> _What to do_
- A) From the review below, set down word for word the part from "The narrative begins" to "of East LA.".
- B) In the review below, turn the paragraph beginning "The narrative begins with a child" into a short bulleted list that keeps its main facts.
- C) According to the review below, how many young Chicanas' narratives does the novel interweave?

Helena María Viramontes
Their Dogs Came with Them: A Novel
Atria, 2007
328 pages
$23
Reviewed by T. Jackie Cuevas
“Pay attention, Chavela demanded. Because displacement will always come down to two things: earthquakes or earthmovers.”
Helena María Viramontes’s richly poetic new novel interweaves narratives of four young Chicanas marginalized within their own Chicano communities during the volatile 1960s. The novel opens with an epigraph from Miguel Leon-Portilla’s The Broken Spears: The Aztec Account of the Conquest of Mexico (1962). In the passage, Aztec (Mexica) people describe the arrival of Spanish conquistadors and their canine companions: “Their dogs came with them, running ahead of the column. They raised their muzzles high; they lifted their muzzles to the wind. They raced on before with saliva dripping from their jaws.”
The narrative begins with a child watching an old woman pack up the contents of her home, which is about to be demolished by bulldozers, or “earthmovers”: “The bulldozers had started from very far away and slowly arrived on First Street, their muzzles like sharpened metal teeth making way for the freeway.” Throughout the book, Viramontes invites readers to draw connections between the Aztecs under siege and the experiences of poor and working-class Chicanas/os displaced by the increased urbanization of East LA.

> _Dataset excerpts_
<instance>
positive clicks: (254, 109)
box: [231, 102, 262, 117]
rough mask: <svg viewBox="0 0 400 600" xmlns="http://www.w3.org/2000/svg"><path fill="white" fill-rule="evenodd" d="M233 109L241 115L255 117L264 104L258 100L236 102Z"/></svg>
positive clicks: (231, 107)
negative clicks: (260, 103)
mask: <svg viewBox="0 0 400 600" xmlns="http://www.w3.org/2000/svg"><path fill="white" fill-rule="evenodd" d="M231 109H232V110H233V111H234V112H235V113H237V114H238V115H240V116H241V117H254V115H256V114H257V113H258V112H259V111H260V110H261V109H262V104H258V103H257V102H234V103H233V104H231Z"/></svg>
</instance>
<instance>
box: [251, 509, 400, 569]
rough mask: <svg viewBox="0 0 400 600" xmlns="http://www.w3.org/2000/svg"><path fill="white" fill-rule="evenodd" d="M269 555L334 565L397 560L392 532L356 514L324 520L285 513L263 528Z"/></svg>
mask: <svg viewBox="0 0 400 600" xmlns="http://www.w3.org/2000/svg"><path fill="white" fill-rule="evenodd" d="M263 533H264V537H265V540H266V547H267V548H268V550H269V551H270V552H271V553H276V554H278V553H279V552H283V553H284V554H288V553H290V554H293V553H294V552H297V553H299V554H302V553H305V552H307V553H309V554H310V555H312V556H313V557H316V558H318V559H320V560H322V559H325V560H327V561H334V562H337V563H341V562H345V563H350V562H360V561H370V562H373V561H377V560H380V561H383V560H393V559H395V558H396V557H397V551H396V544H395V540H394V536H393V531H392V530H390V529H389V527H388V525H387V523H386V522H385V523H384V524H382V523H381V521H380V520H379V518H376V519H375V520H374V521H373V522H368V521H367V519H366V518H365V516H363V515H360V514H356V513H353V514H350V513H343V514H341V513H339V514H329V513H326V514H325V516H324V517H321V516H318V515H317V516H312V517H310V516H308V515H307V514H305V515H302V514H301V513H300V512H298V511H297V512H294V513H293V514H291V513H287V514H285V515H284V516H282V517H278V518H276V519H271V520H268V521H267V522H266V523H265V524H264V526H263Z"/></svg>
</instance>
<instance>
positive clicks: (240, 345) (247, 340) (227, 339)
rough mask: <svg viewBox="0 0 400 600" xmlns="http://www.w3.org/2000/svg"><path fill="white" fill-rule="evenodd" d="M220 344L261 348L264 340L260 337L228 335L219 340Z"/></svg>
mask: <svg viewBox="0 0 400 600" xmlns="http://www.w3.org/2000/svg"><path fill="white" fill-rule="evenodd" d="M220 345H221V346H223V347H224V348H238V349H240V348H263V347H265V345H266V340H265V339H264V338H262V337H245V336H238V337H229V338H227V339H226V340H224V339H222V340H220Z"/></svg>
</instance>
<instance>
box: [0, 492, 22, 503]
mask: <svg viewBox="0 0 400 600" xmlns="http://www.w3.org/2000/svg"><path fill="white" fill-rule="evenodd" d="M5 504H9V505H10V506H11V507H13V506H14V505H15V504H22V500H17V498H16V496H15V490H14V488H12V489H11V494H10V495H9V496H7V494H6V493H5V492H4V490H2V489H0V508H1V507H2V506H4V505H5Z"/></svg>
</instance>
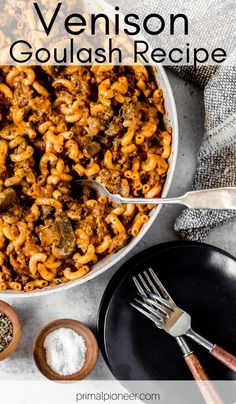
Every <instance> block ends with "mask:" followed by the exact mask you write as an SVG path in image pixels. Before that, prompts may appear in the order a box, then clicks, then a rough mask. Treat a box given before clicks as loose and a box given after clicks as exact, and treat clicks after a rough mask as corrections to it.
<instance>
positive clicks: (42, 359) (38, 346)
mask: <svg viewBox="0 0 236 404" xmlns="http://www.w3.org/2000/svg"><path fill="white" fill-rule="evenodd" d="M61 327H63V328H70V329H72V330H74V331H75V332H77V333H78V334H80V335H81V337H83V339H84V341H85V343H86V346H87V351H86V356H85V363H84V366H83V367H82V369H81V370H80V371H79V372H77V373H74V374H73V375H70V376H61V375H59V374H58V373H55V372H54V371H53V370H52V369H51V368H50V366H49V365H48V363H47V359H46V350H45V348H44V346H43V343H44V340H45V338H46V336H47V335H48V334H50V333H51V332H52V331H54V330H56V329H57V328H61ZM33 354H34V361H35V364H36V366H37V368H38V369H39V370H40V372H41V373H42V374H43V375H44V376H45V377H47V378H48V379H50V380H56V381H77V380H82V379H84V378H85V377H87V376H88V375H89V374H90V373H91V372H92V370H93V369H94V367H95V365H96V362H97V359H98V344H97V340H96V338H95V336H94V334H93V333H92V331H91V330H90V329H89V328H88V327H86V326H85V325H84V324H82V323H80V322H79V321H76V320H70V319H62V320H55V321H52V322H51V323H49V324H47V325H46V326H45V327H44V328H43V329H42V330H41V331H40V333H39V334H38V336H37V337H36V339H35V342H34V347H33Z"/></svg>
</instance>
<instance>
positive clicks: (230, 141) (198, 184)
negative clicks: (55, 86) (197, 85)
mask: <svg viewBox="0 0 236 404" xmlns="http://www.w3.org/2000/svg"><path fill="white" fill-rule="evenodd" d="M109 3H111V4H113V5H119V6H120V9H121V11H122V12H123V13H130V12H135V13H136V14H138V15H139V16H140V17H142V16H145V15H147V14H150V13H159V14H161V15H164V16H168V14H170V13H174V12H183V13H185V14H186V15H188V17H189V21H190V24H191V28H192V29H191V41H192V42H193V43H194V46H200V47H201V46H205V47H206V48H208V46H211V45H212V44H213V42H214V45H217V44H218V46H222V43H224V44H227V48H228V49H234V47H235V33H234V32H235V30H234V29H232V28H233V27H235V23H236V4H235V2H234V1H232V0H223V1H222V0H207V1H206V0H198V1H197V2H196V0H178V1H174V0H165V1H164V0H138V1H133V0H120V1H114V0H109ZM147 39H148V41H149V42H150V43H151V45H152V46H153V47H157V46H159V45H160V44H161V43H165V44H166V43H167V41H166V39H167V38H166V37H165V36H164V37H161V38H158V44H157V38H156V37H150V36H149V37H148V38H147ZM168 39H169V38H168ZM177 40H179V42H180V43H181V44H183V43H184V42H183V41H184V39H183V37H182V36H181V35H180V36H179V39H178V32H177V36H175V37H174V38H173V45H175V44H176V42H174V41H177ZM185 40H186V38H185ZM209 49H211V48H210V47H209ZM233 56H234V58H235V56H236V51H235V52H233V54H232V55H231V57H232V60H234V61H235V59H233ZM171 68H172V70H174V71H175V72H176V73H178V74H179V75H180V76H181V77H182V78H184V79H186V80H191V81H193V82H194V83H195V84H196V85H199V86H201V87H204V88H205V89H204V102H205V112H206V118H205V119H206V120H205V133H204V139H203V143H202V145H201V148H200V151H199V155H198V164H197V170H196V175H195V179H194V183H193V189H196V190H197V189H198V190H200V189H207V188H216V187H224V186H236V63H233V62H231V64H230V63H228V64H227V65H222V66H220V67H219V68H216V67H214V66H206V67H200V68H198V69H194V68H193V67H191V66H190V67H186V66H178V67H173V66H172V67H171ZM235 217H236V211H214V210H205V211H204V210H191V209H185V210H184V211H183V212H182V214H181V215H180V216H179V217H178V218H177V220H176V223H175V230H176V231H178V232H179V233H180V235H181V237H182V238H183V239H185V240H197V241H203V240H204V239H205V238H206V237H207V235H208V233H209V231H210V230H211V229H213V228H214V227H216V226H219V225H221V224H223V223H227V222H228V221H229V220H230V219H232V218H235Z"/></svg>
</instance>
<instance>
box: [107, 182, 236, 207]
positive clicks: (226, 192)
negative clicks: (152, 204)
mask: <svg viewBox="0 0 236 404" xmlns="http://www.w3.org/2000/svg"><path fill="white" fill-rule="evenodd" d="M113 197H114V201H115V202H117V203H135V204H147V203H148V204H153V205H156V204H157V205H158V204H160V205H164V204H180V205H185V206H187V207H188V208H192V209H230V210H236V187H225V188H214V189H206V190H202V191H192V192H187V193H186V194H185V195H183V196H180V197H177V198H124V197H122V196H120V195H113Z"/></svg>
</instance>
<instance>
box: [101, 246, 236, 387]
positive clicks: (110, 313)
mask: <svg viewBox="0 0 236 404" xmlns="http://www.w3.org/2000/svg"><path fill="white" fill-rule="evenodd" d="M150 266H151V267H152V268H153V269H154V270H155V272H156V273H157V274H158V276H159V277H160V279H161V281H163V283H164V285H165V286H166V288H167V290H168V291H169V292H170V294H171V295H172V297H173V298H174V300H176V303H177V304H178V305H179V306H180V307H182V308H184V309H185V310H186V311H188V312H189V313H190V314H191V316H192V326H193V328H194V329H195V331H197V332H199V333H201V334H202V335H203V336H205V337H206V338H208V339H209V340H210V341H211V342H214V343H217V344H219V345H221V346H222V347H224V348H225V349H227V350H229V351H230V352H232V353H233V354H236V327H235V325H236V260H235V258H234V257H233V256H231V255H229V254H228V253H226V252H224V251H223V250H220V249H218V248H215V247H213V246H210V245H207V244H201V243H183V242H174V243H165V244H161V245H158V246H154V247H151V248H149V249H147V250H145V251H142V252H141V253H139V254H138V255H136V256H135V257H133V258H131V259H130V260H129V261H127V262H126V263H125V265H123V266H122V267H121V268H120V269H119V270H118V272H117V273H116V274H115V275H114V276H113V278H112V280H111V281H110V282H109V284H108V286H107V289H106V291H105V293H104V296H103V299H102V303H101V306H100V310H99V318H98V332H99V338H100V346H101V350H102V353H103V356H104V358H105V360H106V362H107V364H108V366H109V368H110V369H111V371H112V373H113V375H114V376H115V377H116V378H117V379H119V380H191V379H192V377H191V375H190V373H189V370H188V368H187V367H186V364H185V362H184V360H183V358H182V354H181V351H180V349H179V347H178V346H177V343H176V341H175V340H174V338H172V337H170V336H169V335H167V334H166V333H165V332H164V331H162V330H159V329H157V328H156V327H155V325H154V324H153V323H152V322H151V321H150V320H148V319H147V318H145V317H144V316H142V315H141V314H140V313H138V312H136V311H135V310H134V309H133V308H132V307H131V306H130V305H129V301H130V300H131V298H132V297H133V296H134V295H135V294H136V289H135V286H134V283H133V281H132V276H134V275H137V274H138V273H139V272H141V271H143V270H145V269H147V268H148V267H150ZM189 343H190V346H191V348H193V349H194V351H195V352H196V353H197V355H198V358H199V359H200V361H201V362H202V364H203V366H204V367H205V370H206V371H207V373H208V375H209V377H210V378H211V379H212V380H233V379H235V374H234V373H233V372H231V371H230V370H228V369H227V368H226V367H225V366H223V365H222V364H221V363H219V362H218V361H217V360H216V359H214V358H213V357H211V356H210V355H209V354H208V353H207V351H206V350H204V348H202V347H199V345H197V344H196V343H195V342H194V341H191V340H189Z"/></svg>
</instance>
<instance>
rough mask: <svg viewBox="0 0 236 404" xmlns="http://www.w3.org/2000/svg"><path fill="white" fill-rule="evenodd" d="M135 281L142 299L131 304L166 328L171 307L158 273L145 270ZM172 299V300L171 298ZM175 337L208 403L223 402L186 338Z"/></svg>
mask: <svg viewBox="0 0 236 404" xmlns="http://www.w3.org/2000/svg"><path fill="white" fill-rule="evenodd" d="M133 281H134V283H135V286H136V288H137V291H138V294H139V296H140V297H141V299H142V300H140V299H137V298H135V299H134V301H135V302H136V303H138V305H137V304H136V303H134V302H130V305H131V306H132V307H134V308H135V309H136V310H138V311H139V312H141V313H142V314H144V315H145V316H146V317H147V318H149V319H150V320H151V321H152V322H154V324H155V325H156V326H157V327H158V328H160V329H164V321H163V314H164V315H166V317H167V318H169V313H167V314H166V308H168V309H169V303H168V304H167V303H166V301H165V298H161V295H160V293H159V291H158V289H157V288H158V287H160V281H159V279H158V278H157V276H156V274H155V273H154V271H153V270H152V269H149V274H147V272H146V271H144V273H143V274H139V275H138V279H137V277H133ZM152 295H155V296H156V295H158V296H159V297H160V298H161V299H162V300H161V302H158V301H157V300H152V299H150V298H149V297H148V296H152ZM165 297H166V295H165ZM170 301H172V299H171V298H170ZM140 306H142V307H140ZM144 309H145V310H144ZM175 339H176V341H177V343H178V345H179V347H180V349H181V351H182V353H183V357H184V359H185V362H186V364H187V366H188V368H189V370H190V372H191V374H192V376H193V378H194V379H195V381H196V382H197V383H198V387H199V390H200V391H201V394H202V396H203V398H204V400H205V402H206V403H207V404H223V401H222V399H221V397H220V396H219V395H218V393H217V392H216V390H215V389H214V386H213V385H212V384H211V382H210V381H209V377H208V375H207V374H206V372H205V370H204V368H203V367H202V365H201V363H200V362H199V360H198V358H197V356H196V355H195V353H194V352H193V351H192V350H191V349H190V348H189V346H188V344H187V342H186V341H185V338H184V337H183V336H175Z"/></svg>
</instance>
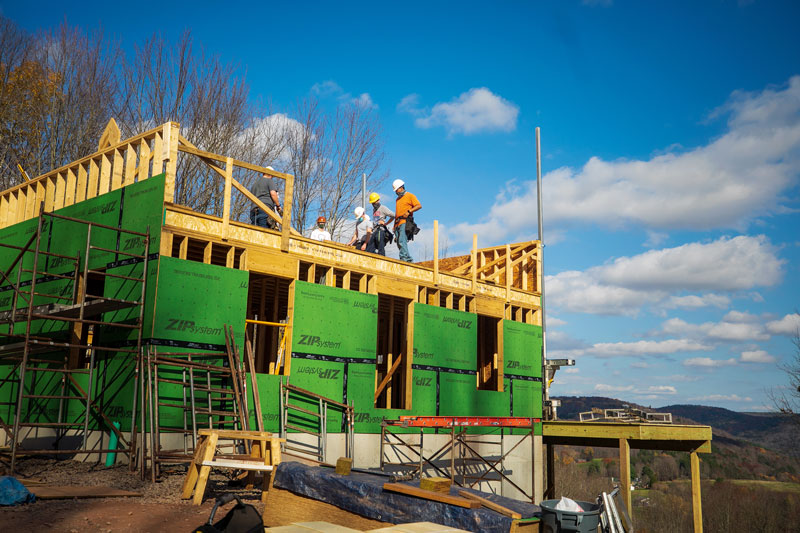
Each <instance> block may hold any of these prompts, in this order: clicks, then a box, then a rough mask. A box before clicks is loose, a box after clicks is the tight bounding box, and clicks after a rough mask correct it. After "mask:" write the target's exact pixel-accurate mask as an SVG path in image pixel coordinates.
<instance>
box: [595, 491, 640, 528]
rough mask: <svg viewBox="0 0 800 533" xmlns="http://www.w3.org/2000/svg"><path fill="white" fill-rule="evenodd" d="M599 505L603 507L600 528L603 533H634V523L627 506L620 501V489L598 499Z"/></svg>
mask: <svg viewBox="0 0 800 533" xmlns="http://www.w3.org/2000/svg"><path fill="white" fill-rule="evenodd" d="M597 503H599V504H600V505H601V506H602V511H601V513H600V527H601V529H602V531H603V533H633V521H632V520H631V517H630V515H629V514H628V510H627V509H626V508H625V504H624V503H622V501H620V500H619V487H617V488H615V489H614V490H613V491H611V493H610V494H609V493H607V492H604V493H602V494H601V495H600V496H598V497H597Z"/></svg>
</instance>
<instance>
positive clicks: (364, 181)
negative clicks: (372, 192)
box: [361, 174, 367, 209]
mask: <svg viewBox="0 0 800 533" xmlns="http://www.w3.org/2000/svg"><path fill="white" fill-rule="evenodd" d="M361 207H363V208H364V209H366V208H367V175H366V174H361Z"/></svg>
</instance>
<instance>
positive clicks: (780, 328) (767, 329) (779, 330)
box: [767, 313, 800, 336]
mask: <svg viewBox="0 0 800 533" xmlns="http://www.w3.org/2000/svg"><path fill="white" fill-rule="evenodd" d="M767 331H769V332H770V333H772V334H773V335H790V336H791V335H795V334H797V332H798V331H800V314H798V313H792V314H790V315H786V316H784V317H783V318H781V319H780V320H773V321H772V322H767Z"/></svg>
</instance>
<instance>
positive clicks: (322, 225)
mask: <svg viewBox="0 0 800 533" xmlns="http://www.w3.org/2000/svg"><path fill="white" fill-rule="evenodd" d="M326 222H327V220H325V217H323V216H319V217H317V227H316V228H314V231H312V232H311V238H312V239H314V240H315V241H329V240H331V234H330V233H329V232H328V230H326V229H325V223H326Z"/></svg>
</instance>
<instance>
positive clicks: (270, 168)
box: [250, 167, 283, 228]
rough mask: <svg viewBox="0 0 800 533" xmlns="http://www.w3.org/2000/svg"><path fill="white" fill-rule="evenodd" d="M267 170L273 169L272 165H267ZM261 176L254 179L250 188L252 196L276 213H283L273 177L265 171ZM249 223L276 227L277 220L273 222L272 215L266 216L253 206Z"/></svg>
mask: <svg viewBox="0 0 800 533" xmlns="http://www.w3.org/2000/svg"><path fill="white" fill-rule="evenodd" d="M267 170H275V169H274V168H272V167H267ZM261 176H262V178H261V179H259V178H256V181H255V182H254V183H253V186H252V187H251V188H250V192H252V193H253V196H255V197H256V198H258V199H259V200H261V201H262V202H263V203H264V205H266V206H267V207H269V208H270V209H272V210H273V211H275V212H277V213H278V215H283V210H282V209H281V200H280V198H279V197H278V184H277V183H275V178H273V177H272V176H270V175H269V174H267V173H264V174H262V175H261ZM250 223H251V224H254V225H256V226H261V227H262V228H275V227H277V222H275V221H274V220H273V219H272V217H270V216H268V215H267V214H266V213H265V212H264V211H262V210H261V209H259V208H258V207H255V206H253V207H252V208H251V209H250Z"/></svg>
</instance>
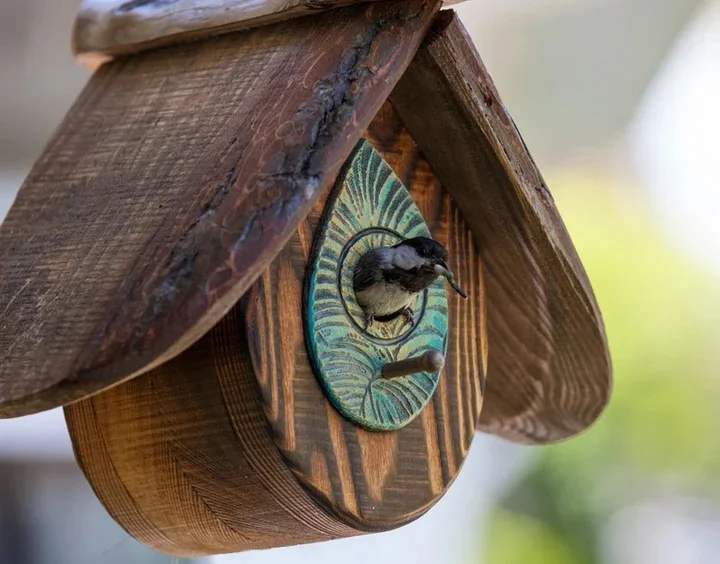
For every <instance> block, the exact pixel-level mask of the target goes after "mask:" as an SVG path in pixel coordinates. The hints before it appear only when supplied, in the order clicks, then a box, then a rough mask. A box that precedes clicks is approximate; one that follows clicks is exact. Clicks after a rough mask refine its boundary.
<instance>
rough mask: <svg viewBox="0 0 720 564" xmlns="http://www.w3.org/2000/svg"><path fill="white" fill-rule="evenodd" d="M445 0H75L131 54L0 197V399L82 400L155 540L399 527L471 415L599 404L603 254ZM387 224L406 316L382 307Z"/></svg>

> _Answers in order_
- A)
The narrative begins with a child watching an old woman pack up the contents of her home, which is about to be demolished by bulldozers, or “earthmovers”: “The bulldozers had started from very far away and slowly arrived on First Street, their muzzles like sharpened metal teeth making way for the freeway.” Throughout the book, Viramontes invites readers to draw connections between the Aztecs under siege and the experiences of poor and working-class Chicanas/os displaced by the increased urbanization of East LA.

- B)
- The novel opens with a child watching an old woman pack up her home, which bulldozers ("earthmovers") are about to demolish.
- The bulldozers reach First Street to make way for the freeway, their muzzles like sharpened metal teeth.
- Throughout the book, Viramontes invites readers to connect the Aztecs under siege with poor and working-class Chicanas/os displaced by the increased urbanization of East LA.

- C) Four.